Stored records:

● ● ● ●

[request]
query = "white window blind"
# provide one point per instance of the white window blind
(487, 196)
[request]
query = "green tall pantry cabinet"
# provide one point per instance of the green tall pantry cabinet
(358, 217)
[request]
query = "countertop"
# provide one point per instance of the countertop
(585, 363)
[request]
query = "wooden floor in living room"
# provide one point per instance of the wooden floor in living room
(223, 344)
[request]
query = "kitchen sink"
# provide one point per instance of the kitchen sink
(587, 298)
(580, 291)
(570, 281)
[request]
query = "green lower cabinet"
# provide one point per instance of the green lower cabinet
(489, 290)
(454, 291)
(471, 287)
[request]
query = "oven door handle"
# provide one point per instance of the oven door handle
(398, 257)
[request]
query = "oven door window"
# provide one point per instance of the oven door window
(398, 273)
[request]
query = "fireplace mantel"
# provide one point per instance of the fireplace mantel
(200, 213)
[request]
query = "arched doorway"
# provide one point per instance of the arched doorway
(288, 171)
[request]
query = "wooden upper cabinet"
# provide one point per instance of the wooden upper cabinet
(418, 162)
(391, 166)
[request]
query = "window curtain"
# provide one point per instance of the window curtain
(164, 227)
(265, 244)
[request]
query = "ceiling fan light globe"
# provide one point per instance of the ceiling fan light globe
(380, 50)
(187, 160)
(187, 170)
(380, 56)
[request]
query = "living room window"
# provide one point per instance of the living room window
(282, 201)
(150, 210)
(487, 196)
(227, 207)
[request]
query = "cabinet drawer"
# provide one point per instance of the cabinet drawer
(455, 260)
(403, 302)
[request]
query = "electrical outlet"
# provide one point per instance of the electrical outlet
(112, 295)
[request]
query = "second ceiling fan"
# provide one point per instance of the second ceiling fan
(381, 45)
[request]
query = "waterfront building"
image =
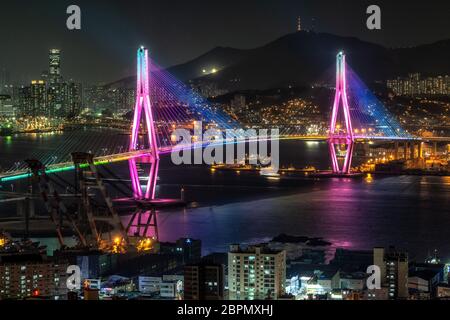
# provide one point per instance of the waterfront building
(38, 99)
(256, 272)
(25, 276)
(415, 85)
(204, 281)
(394, 271)
(54, 59)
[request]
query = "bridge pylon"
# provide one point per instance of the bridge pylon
(143, 105)
(341, 139)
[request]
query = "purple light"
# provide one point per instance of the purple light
(143, 104)
(337, 138)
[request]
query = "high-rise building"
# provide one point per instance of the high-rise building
(38, 105)
(394, 271)
(415, 85)
(73, 99)
(6, 106)
(256, 272)
(54, 71)
(203, 281)
(4, 81)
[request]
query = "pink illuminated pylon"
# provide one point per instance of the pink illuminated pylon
(337, 137)
(143, 104)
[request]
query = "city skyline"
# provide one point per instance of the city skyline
(311, 164)
(99, 52)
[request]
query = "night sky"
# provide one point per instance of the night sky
(179, 30)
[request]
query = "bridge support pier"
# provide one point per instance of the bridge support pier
(405, 150)
(412, 147)
(396, 146)
(337, 137)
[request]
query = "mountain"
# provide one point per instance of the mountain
(303, 58)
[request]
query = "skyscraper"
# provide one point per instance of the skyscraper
(54, 66)
(38, 105)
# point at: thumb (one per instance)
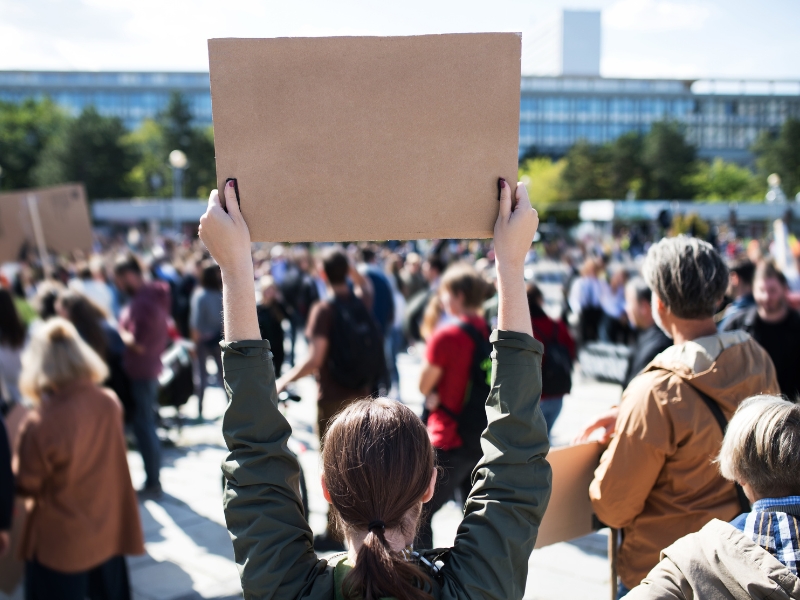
(505, 198)
(231, 203)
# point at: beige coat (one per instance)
(72, 462)
(718, 562)
(657, 480)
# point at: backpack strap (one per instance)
(719, 417)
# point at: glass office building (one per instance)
(722, 117)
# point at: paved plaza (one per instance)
(189, 554)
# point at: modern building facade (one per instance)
(722, 118)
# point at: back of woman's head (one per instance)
(87, 318)
(762, 447)
(12, 329)
(377, 463)
(461, 279)
(56, 357)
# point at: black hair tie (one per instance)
(376, 525)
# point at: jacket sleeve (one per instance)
(511, 483)
(630, 467)
(664, 582)
(272, 542)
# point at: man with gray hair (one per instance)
(656, 480)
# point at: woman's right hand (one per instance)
(224, 232)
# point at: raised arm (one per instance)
(511, 483)
(272, 541)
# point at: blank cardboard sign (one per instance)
(63, 213)
(569, 514)
(367, 138)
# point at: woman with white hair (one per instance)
(72, 463)
(757, 555)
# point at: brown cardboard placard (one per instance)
(569, 514)
(64, 216)
(367, 138)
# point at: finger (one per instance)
(505, 198)
(231, 203)
(522, 197)
(213, 199)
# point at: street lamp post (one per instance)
(178, 162)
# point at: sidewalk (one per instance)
(189, 553)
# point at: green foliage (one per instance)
(89, 149)
(545, 181)
(780, 153)
(668, 160)
(720, 180)
(25, 130)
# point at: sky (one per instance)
(640, 38)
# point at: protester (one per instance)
(92, 325)
(12, 340)
(650, 339)
(6, 490)
(559, 354)
(774, 325)
(584, 300)
(143, 327)
(378, 462)
(446, 380)
(73, 464)
(205, 324)
(757, 555)
(299, 293)
(613, 325)
(271, 315)
(345, 350)
(740, 288)
(655, 481)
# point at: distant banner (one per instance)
(60, 215)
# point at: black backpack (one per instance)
(556, 366)
(472, 418)
(355, 346)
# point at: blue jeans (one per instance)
(551, 408)
(145, 394)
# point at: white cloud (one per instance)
(655, 15)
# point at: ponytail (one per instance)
(377, 463)
(382, 573)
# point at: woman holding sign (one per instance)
(379, 465)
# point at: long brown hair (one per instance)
(378, 461)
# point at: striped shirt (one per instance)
(774, 524)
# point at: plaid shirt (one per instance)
(774, 524)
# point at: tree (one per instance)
(626, 173)
(89, 149)
(720, 180)
(198, 145)
(780, 153)
(585, 176)
(545, 182)
(669, 161)
(25, 130)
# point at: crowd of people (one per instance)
(713, 344)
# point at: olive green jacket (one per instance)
(272, 542)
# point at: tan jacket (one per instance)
(657, 480)
(72, 462)
(718, 562)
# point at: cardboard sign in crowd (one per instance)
(367, 138)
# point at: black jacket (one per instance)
(780, 340)
(650, 343)
(6, 480)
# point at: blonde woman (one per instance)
(72, 463)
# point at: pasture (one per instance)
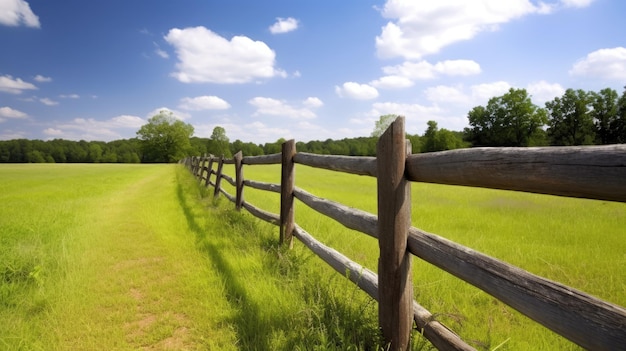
(126, 257)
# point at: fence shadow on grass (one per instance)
(325, 319)
(247, 321)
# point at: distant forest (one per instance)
(576, 118)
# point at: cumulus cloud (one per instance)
(446, 94)
(7, 112)
(53, 132)
(274, 107)
(410, 111)
(69, 96)
(422, 70)
(609, 64)
(14, 86)
(203, 103)
(419, 28)
(392, 82)
(41, 79)
(14, 13)
(356, 91)
(206, 57)
(175, 113)
(48, 102)
(542, 91)
(284, 25)
(92, 129)
(480, 94)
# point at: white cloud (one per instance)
(17, 12)
(14, 86)
(206, 57)
(419, 28)
(92, 129)
(177, 114)
(577, 3)
(607, 64)
(7, 112)
(410, 111)
(48, 102)
(447, 95)
(542, 91)
(421, 70)
(42, 79)
(161, 53)
(203, 103)
(273, 107)
(8, 134)
(284, 25)
(481, 93)
(53, 132)
(313, 102)
(356, 91)
(392, 82)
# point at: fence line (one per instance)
(597, 172)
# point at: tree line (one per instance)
(577, 117)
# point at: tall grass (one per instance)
(105, 262)
(126, 257)
(577, 242)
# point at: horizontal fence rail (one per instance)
(595, 172)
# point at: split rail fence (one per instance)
(595, 172)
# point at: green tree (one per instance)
(618, 125)
(436, 139)
(508, 120)
(382, 124)
(218, 143)
(571, 122)
(164, 138)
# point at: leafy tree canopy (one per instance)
(508, 120)
(382, 124)
(165, 138)
(218, 143)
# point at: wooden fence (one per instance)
(595, 172)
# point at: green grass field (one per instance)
(128, 257)
(578, 242)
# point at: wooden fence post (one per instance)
(209, 171)
(239, 180)
(202, 168)
(218, 177)
(287, 183)
(395, 304)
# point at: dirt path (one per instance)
(140, 283)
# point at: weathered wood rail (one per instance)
(594, 172)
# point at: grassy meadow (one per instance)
(578, 242)
(129, 257)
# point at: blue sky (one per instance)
(309, 70)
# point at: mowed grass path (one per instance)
(101, 257)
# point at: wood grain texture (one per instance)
(588, 321)
(272, 159)
(287, 181)
(238, 179)
(348, 164)
(594, 172)
(395, 306)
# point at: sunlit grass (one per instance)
(577, 242)
(116, 265)
(125, 257)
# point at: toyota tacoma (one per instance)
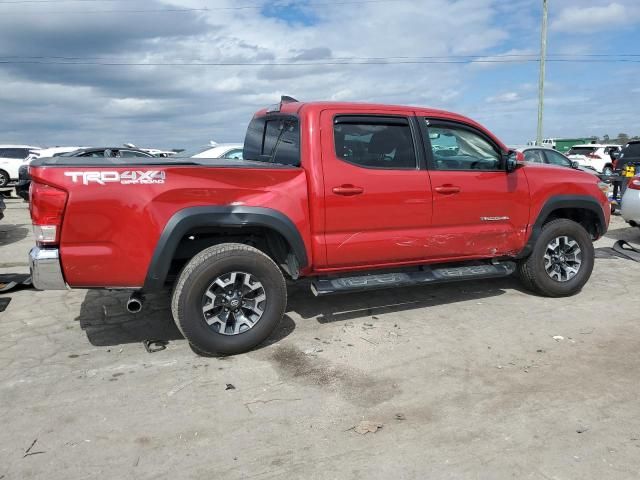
(354, 196)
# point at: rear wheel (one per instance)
(561, 262)
(228, 299)
(4, 178)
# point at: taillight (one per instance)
(47, 207)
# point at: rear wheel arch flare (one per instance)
(231, 217)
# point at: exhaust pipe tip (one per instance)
(135, 303)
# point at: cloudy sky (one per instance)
(176, 73)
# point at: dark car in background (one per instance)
(24, 180)
(630, 155)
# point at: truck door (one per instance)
(377, 196)
(479, 210)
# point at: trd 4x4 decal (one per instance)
(133, 177)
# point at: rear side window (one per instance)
(273, 140)
(131, 153)
(533, 156)
(375, 143)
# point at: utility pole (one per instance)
(543, 57)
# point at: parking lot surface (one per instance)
(471, 380)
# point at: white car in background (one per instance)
(51, 152)
(630, 210)
(11, 158)
(215, 150)
(594, 155)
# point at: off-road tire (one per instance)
(196, 277)
(532, 271)
(4, 179)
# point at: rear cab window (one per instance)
(273, 139)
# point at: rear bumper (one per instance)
(631, 206)
(46, 271)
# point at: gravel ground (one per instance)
(465, 380)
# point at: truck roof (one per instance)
(300, 108)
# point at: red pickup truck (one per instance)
(356, 196)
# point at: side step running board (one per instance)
(419, 276)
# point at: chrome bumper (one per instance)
(46, 272)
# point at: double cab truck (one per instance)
(355, 196)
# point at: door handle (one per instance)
(447, 189)
(348, 190)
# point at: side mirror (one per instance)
(511, 160)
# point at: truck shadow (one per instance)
(629, 234)
(106, 322)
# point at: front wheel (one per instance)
(561, 262)
(228, 299)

● ● ● ●

-- WHAT IS EXPECTED --
Copy only the lines running from the one that holds "# point at: grassy meadow (one per instance)" through the last line of the data, and include both of those lines. Do not copy any pictures.

-- RIGHT ANSWER --
# point at: grassy meadow (one per instance)
(578, 242)
(129, 257)
# point at: blue sky (one per instance)
(309, 70)
# point at: mowed grass path (one per instance)
(101, 257)
# point at: wood grain texture (one per instance)
(588, 321)
(272, 159)
(287, 181)
(238, 179)
(348, 164)
(594, 172)
(395, 306)
# point at: sunlit grass (one per instance)
(577, 242)
(116, 265)
(125, 257)
# point at: toyota tacoma (one per instance)
(354, 196)
# point at: rear wheel (one per instance)
(561, 262)
(228, 299)
(4, 178)
# point at: taillight (one per instance)
(47, 207)
# point at: rear wheel arch flare (one per instance)
(231, 217)
# point at: exhaust pipe tip (one per instance)
(135, 303)
# point at: cloudy sky (one per instance)
(176, 73)
# point at: dark car in background (one per instance)
(24, 180)
(630, 155)
# point at: truck door (one per instance)
(377, 196)
(479, 210)
# point at: trd 4x4 decal (one per instance)
(133, 177)
# point at: rear side window (one per instance)
(273, 140)
(131, 153)
(533, 156)
(375, 143)
# point at: utility pole (one per instance)
(543, 57)
# point at: parking lot surface (one per instance)
(471, 380)
# point at: white car in background (one per instance)
(51, 152)
(630, 210)
(11, 158)
(215, 150)
(594, 155)
# point at: off-road tire (one per instance)
(196, 277)
(532, 271)
(4, 179)
# point at: rear cab window (one per instance)
(273, 139)
# point at: rear bumper (one per instance)
(631, 206)
(46, 271)
# point at: gravel ground (one per instance)
(465, 380)
# point at: truck roof (one per instance)
(300, 108)
# point at: red pickup truck (one per instance)
(356, 196)
# point at: side step running board (one per instance)
(419, 276)
# point at: chrome bumper (one per instance)
(46, 272)
# point at: double cab truck (one per instance)
(355, 196)
# point at: door handle (one per instance)
(447, 189)
(348, 190)
# point at: side mirror (one per instance)
(511, 160)
# point at: truck shadow (one per instance)
(629, 234)
(106, 322)
# point at: front wheel (one per instance)
(561, 262)
(228, 299)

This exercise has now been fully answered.